§ What you are asked to do: Continue the blog passage about wheat yields and the author's farm calculations, picking up after its final sentence.

You may of course be asking yourself why I’m writing this instead of getting on with work, but the question contains it’s own answer. Most things are better than work, and blogging certainly beats typing up notes on growing wheat. If you ploughed up Wembley Stadium, which wouldn’t be a bad thing in my opinion, you could grow enough wheat to make a sandwich for every member of a capacity crowd. The only problem there is that if you grew wheat on the field you wouldn’t get a capacity crowd. Nobody has spotted that so far.

Now, this is possibly an interesting fact when you first hear it, but I’ve heard it more than once now. I’ve also told them that one of our fields will produce wheat to make two pancakes for every inhabitant of Nottingham and made various other calculations based on the towns and schools that people come from. Using information off the internet I even calculated that the woodland we are planting would absorb the emissions from several thousand cars.

Yes, I did say “using information off the internet”. Some of you will have spotted the flaw there. Garbage in, garbage out, as they say. I repeated an error found in several internet articles and produced a calculation that suggested we could solve the problem of global warming by all planting window boxes. This sounded a bit extreme so I did more research.

§ Data shown:
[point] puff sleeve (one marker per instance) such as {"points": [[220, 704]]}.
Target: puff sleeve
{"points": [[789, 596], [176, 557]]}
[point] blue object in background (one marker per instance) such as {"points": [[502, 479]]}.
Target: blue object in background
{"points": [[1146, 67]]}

--

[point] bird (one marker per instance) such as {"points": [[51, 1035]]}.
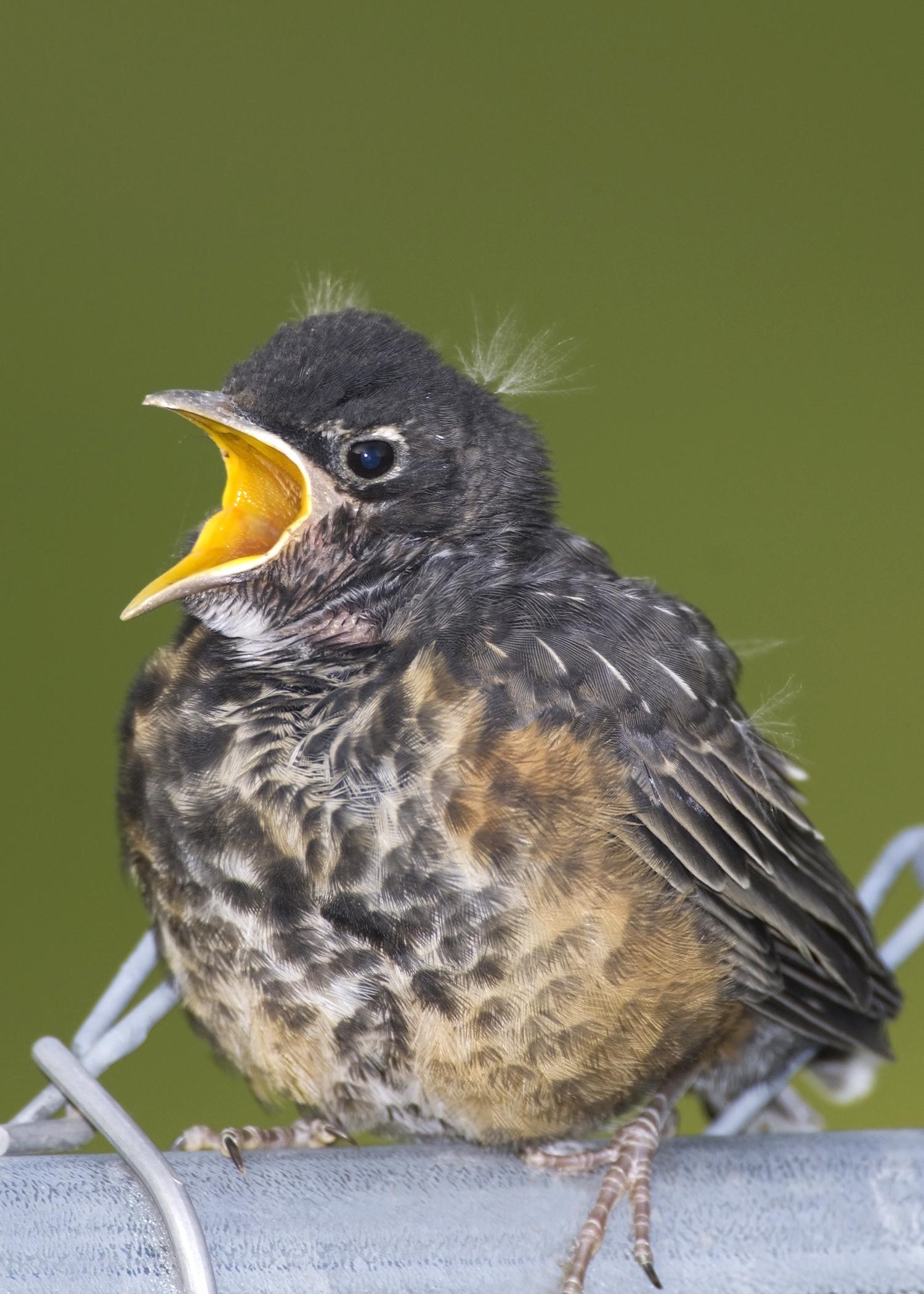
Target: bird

§ The output:
It seems I was wrong by a factor of several thousand.

I now have 71 hours left and Tim has just come in to tell me that one of the tents has broken in the wind, specifically the tent I’m supposed to be using at the weekend. Will be back later to put photos on.

Later: one pole is bent and another went through the roof of the tent. It’s fixable but we really could have done without spending the time on it.

OLYMPUS DIGITAL CAMERA

Meanwhile the runner beans are suffering in the wind. I’ll try to save what I can but I’m going to plant replacements in the polytunnel tonight – fortunately I have toilet roll tubes in the back of the car.

That’s probably the oddest closing sentence I’ve ever used.